▶ _What you have to do_
Give the records back in full, exactly as they read.

▶ _Extracted data_
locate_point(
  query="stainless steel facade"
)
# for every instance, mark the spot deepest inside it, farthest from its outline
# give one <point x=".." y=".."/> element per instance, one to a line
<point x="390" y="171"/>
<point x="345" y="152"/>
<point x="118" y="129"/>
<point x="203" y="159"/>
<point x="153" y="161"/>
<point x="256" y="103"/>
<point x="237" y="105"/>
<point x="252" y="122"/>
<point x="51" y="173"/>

▶ _Output for this task_
locate_point(
  query="stainless steel facade"
)
# for every instance, mark the spot deepest inside it, farthest from its outline
# give one <point x=".." y=".."/> element per instance, one to a line
<point x="390" y="171"/>
<point x="345" y="152"/>
<point x="118" y="129"/>
<point x="203" y="159"/>
<point x="153" y="161"/>
<point x="256" y="103"/>
<point x="237" y="105"/>
<point x="252" y="122"/>
<point x="51" y="173"/>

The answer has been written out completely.